Dataset excerpts start

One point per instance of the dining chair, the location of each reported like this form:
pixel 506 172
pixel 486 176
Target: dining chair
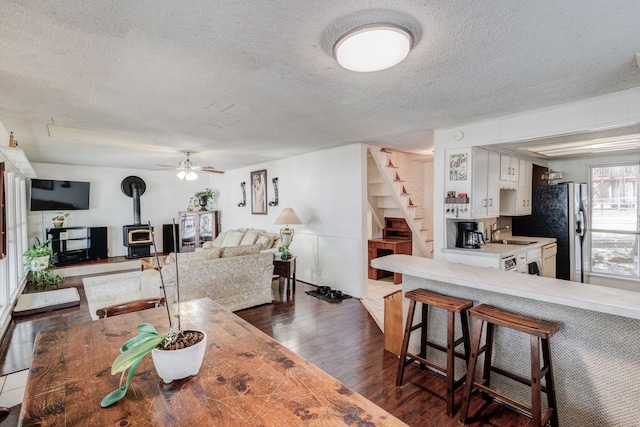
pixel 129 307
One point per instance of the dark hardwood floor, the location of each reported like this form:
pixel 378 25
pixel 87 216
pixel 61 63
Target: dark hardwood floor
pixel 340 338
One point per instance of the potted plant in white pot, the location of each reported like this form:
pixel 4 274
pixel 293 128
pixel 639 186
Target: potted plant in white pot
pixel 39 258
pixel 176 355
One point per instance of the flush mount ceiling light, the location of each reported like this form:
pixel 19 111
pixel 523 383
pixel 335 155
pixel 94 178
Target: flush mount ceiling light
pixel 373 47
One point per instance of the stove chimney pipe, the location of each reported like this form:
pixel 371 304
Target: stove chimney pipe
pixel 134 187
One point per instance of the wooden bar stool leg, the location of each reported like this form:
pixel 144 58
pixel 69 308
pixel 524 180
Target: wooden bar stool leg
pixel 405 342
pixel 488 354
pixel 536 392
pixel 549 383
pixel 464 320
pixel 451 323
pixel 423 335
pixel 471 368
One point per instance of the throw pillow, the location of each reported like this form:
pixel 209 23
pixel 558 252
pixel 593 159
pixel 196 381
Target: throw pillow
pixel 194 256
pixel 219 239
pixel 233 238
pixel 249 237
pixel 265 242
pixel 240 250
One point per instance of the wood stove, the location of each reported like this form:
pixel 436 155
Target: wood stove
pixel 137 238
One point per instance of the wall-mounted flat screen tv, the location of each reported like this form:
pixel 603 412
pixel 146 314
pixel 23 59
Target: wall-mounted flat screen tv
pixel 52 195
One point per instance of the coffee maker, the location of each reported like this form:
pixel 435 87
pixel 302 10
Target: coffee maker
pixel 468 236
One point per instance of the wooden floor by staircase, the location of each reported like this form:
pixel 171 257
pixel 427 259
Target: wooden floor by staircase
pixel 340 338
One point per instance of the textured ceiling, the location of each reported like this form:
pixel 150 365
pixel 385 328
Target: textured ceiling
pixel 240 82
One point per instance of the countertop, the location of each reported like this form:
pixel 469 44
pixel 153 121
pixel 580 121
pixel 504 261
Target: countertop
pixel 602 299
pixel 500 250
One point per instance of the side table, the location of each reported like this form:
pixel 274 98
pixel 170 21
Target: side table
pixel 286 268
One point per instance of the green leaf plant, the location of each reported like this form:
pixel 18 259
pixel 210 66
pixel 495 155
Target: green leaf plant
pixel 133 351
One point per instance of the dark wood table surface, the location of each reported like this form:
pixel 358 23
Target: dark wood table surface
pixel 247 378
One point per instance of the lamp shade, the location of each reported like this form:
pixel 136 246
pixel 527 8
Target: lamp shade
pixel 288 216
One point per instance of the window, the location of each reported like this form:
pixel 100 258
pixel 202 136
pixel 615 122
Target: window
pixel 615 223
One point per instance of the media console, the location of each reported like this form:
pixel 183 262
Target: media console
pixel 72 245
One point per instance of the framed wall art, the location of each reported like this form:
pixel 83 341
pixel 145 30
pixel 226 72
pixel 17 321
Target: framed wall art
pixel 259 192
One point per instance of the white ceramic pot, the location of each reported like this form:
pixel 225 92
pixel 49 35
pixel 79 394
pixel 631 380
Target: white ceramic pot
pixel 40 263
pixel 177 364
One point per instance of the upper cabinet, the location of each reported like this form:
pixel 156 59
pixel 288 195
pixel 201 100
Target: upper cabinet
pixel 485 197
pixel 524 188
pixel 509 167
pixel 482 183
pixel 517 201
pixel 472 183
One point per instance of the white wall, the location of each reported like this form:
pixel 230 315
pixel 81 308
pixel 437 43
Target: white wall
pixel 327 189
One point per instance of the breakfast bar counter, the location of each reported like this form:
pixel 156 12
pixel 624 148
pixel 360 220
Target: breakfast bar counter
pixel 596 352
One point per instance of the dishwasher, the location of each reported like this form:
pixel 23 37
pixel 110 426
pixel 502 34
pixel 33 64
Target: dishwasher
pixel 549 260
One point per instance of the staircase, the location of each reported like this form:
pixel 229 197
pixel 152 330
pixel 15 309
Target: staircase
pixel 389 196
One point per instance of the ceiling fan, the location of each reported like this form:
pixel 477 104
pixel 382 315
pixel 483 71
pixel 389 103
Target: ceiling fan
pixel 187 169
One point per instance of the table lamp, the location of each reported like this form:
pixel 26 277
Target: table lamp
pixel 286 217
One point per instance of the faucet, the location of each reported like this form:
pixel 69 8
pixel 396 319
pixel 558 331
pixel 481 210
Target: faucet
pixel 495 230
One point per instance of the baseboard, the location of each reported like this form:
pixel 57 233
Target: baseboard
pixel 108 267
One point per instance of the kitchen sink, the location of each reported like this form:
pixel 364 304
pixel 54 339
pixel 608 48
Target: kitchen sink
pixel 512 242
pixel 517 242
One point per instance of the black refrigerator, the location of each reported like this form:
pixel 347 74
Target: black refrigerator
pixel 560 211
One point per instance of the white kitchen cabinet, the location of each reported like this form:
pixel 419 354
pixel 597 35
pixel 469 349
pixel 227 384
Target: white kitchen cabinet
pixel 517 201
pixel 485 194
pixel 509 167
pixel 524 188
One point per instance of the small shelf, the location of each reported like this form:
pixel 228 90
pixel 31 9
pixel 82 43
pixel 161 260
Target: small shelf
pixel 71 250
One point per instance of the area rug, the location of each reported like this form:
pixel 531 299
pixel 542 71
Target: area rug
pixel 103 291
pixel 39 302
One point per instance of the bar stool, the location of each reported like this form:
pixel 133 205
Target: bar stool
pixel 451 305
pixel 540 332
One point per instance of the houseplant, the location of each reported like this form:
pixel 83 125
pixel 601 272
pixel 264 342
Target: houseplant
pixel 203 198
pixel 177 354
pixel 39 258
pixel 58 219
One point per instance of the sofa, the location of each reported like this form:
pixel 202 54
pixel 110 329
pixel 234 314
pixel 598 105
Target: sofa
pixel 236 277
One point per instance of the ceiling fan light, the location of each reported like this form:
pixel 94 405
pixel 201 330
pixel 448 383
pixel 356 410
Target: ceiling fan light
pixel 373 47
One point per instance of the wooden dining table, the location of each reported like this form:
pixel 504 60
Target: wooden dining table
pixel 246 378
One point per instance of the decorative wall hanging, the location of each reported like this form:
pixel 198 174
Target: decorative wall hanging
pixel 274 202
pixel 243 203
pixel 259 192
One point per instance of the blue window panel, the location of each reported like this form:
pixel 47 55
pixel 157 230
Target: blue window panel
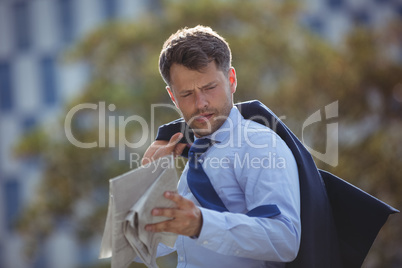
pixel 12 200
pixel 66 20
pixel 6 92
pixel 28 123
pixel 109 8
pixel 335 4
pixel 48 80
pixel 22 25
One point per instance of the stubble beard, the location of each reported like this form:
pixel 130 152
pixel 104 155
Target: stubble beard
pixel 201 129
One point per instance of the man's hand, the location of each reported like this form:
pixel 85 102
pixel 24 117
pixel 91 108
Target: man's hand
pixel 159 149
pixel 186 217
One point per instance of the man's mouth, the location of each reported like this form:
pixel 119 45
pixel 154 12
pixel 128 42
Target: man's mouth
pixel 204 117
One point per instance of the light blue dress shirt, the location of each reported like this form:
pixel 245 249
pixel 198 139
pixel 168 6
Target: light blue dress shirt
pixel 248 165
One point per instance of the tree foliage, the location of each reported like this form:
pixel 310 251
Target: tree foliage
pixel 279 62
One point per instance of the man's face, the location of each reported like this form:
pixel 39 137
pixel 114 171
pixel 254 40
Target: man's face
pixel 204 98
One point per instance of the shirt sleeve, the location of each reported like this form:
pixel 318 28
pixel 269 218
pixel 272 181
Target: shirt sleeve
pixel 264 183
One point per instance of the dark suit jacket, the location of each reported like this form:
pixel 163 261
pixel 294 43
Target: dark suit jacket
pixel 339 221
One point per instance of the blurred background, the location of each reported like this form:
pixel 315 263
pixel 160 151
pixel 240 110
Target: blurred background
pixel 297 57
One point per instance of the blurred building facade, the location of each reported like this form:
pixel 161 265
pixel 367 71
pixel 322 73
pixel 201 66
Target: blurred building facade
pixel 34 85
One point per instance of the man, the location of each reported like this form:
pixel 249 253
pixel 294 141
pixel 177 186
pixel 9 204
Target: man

Dataset excerpts end

▶ [Exercise goal] Rewrite the material from the line holding "One point per instance of the man's mouth, the" through the end of the material, both included, swapping "tree foliage" for "leafy branches" and changing nothing else.

▶ [Solution for this exercise]
One point per instance of the man's mouth, the location of each reported like this form:
pixel 119 45
pixel 154 12
pixel 128 42
Target: man's mouth
pixel 204 117
One point per instance of the light blue dress shirt, the location of each reported like this form:
pixel 245 249
pixel 198 139
pixel 168 6
Target: light blue dress shirt
pixel 248 165
One point per instance of the leafy branches, the location of each reported like this form:
pixel 310 251
Target: leafy branches
pixel 279 62
One point per instance of the man's face, the location of each reported like this form:
pixel 39 137
pixel 114 171
pixel 254 40
Target: man's face
pixel 204 98
One point per instance of the shirt sleeve, the location of each reported like this form:
pixel 318 28
pixel 269 218
pixel 272 181
Target: shirt sleeve
pixel 264 183
One point per instance of the dark suit jacket, the location of each reported like this form:
pixel 163 261
pixel 294 43
Target: dark suit jacket
pixel 339 221
One point per instance of the blurred background, the location of each reported like this form:
pixel 315 263
pixel 160 151
pixel 240 110
Target: blurred background
pixel 297 57
One point per instance of the blurred building facade, the location of each reported like this form:
pixel 161 265
pixel 367 71
pixel 322 73
pixel 201 66
Target: blurred building facade
pixel 34 85
One point per instance of the man, the location of each reported like this form:
pixel 249 253
pixel 294 141
pixel 177 186
pixel 9 204
Target: man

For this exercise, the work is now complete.